Could you carry on the forum thread about iron for a breastfed baby, picking up right after its last post?

__Text under study__.
= Beginning of Section =

Originally Posted by *tamagotchi* 
We were in the same situation and our family dr recommended Floradix instead of iron drops. She said to give him 1 tsp twice a day. He likes the flavor. We haven't had him re-tested yet, so I can't tell you how effective it is, but she said that Floradix is what she generally recommends to her patients.

Thanks! My big fear is that it won't work for her, since it didn't for me while I was pg. I think we'll try the liquid drops and see if she'll tolerate them, and if not then go to the Floradix plus iron-fortified cereal.

Ugh. This sucks. I'm not anemic (had a physical not long ago) and since baby gets mostly breastmilk for nutrition, I assumed my breastmilk wasn't iron deficient. What a terrible feeling that the breastmilk I give my babe is lacking.


----------



## Lady Lilya (Jan 27, 2007)

Apples are high in iron. High enough that when I would drink cider during the fall (when it is readily available) I would have dramatically worse menstrual periods (due to my body trying to shed the extra iron).

For those ladies here who know more about iron, can't it be passed to the child through the breast milk? Should the mother have herself checked for iron deficiency? Can a diet change in the mother make a difference.

= End of Section =

__Entries shown__.
= Beginning of Section =

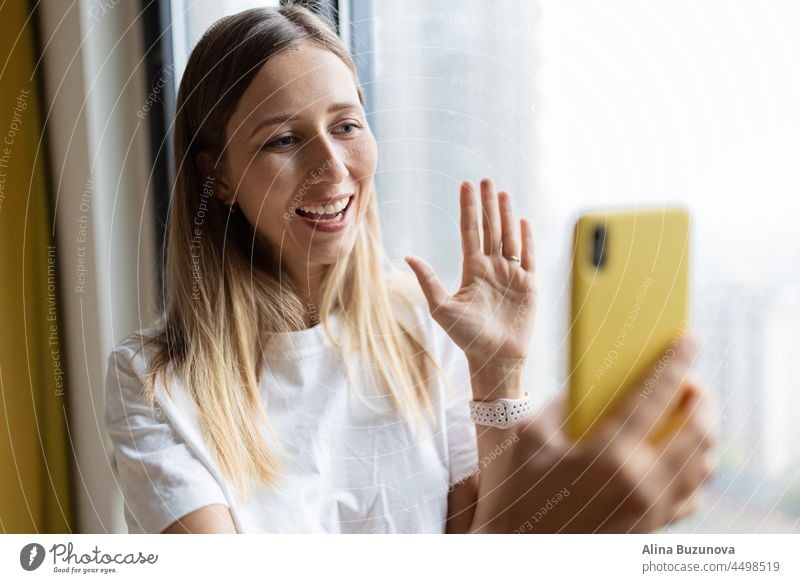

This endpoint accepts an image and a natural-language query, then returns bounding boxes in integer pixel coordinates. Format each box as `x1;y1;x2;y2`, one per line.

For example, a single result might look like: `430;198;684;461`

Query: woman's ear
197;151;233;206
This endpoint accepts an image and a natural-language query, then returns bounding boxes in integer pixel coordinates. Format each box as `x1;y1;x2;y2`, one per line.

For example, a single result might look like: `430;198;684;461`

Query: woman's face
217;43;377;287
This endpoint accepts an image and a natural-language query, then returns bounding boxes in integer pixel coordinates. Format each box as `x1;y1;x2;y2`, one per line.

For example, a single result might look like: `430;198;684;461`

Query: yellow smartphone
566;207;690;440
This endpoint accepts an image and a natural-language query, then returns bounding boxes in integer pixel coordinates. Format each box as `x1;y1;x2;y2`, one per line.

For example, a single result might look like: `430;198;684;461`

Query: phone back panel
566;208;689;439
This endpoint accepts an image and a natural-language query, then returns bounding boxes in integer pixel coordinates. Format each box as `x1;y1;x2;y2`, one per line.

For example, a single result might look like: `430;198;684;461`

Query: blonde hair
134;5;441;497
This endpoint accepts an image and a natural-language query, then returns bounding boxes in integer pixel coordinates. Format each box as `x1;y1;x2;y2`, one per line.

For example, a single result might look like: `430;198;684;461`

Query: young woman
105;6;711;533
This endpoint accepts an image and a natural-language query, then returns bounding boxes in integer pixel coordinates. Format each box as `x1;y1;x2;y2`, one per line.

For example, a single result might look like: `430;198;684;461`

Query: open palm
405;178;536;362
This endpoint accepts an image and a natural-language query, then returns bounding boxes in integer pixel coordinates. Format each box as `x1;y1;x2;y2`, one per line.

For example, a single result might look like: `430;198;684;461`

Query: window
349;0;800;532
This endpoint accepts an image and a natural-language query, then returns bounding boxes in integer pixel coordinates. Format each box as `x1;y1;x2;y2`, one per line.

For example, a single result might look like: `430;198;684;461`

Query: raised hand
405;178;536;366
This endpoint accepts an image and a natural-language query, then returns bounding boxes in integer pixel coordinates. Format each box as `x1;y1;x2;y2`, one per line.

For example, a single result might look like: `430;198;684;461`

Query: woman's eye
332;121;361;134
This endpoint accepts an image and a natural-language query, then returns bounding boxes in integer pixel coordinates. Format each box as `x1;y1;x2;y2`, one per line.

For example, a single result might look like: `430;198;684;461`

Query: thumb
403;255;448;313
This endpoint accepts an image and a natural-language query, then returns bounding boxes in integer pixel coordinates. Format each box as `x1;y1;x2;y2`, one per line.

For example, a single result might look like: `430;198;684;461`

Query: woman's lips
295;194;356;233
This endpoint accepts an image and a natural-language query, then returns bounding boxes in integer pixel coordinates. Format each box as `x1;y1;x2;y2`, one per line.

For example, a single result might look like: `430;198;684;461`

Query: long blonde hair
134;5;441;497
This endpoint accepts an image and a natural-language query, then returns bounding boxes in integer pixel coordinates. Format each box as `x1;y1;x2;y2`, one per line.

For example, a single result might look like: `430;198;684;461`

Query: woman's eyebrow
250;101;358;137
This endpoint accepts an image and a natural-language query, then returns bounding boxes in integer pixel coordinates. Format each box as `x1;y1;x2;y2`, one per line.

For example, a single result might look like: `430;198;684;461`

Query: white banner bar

= End of Section =

__Answer for the task__.
----------



## SabbathD (Apr 4, 2006)

From Kellymom. check out the whole page, full of good info!! http://www.kellymom.com/nutrition/vitamins/iron.html

Quote:

*Note*: Additional iron intake by the mother will *not* increase iron levels in breastmilk, even if the mother is anemic. Iron supplements taken by mom may produce constipation in baby. Anemia in the nursing mother has been associated with poor milk supply, however.


----------



## nighten (Oct 18, 2005)

Quote:


Originally Posted by *SabbathD* 
From Kellymom. check out the whole page, full of good info!! http://www.kellymom.com/nutrition/vitamins/iron.html

Thanks! And my milk supply is still really good, and I'm not anemic, so I'm really confused as to how the baby is since easily 70%+ of her nutrition is breastmilk. Will check out the links. Thank you!


----------



## huggerwocky (Jun 21, 2004)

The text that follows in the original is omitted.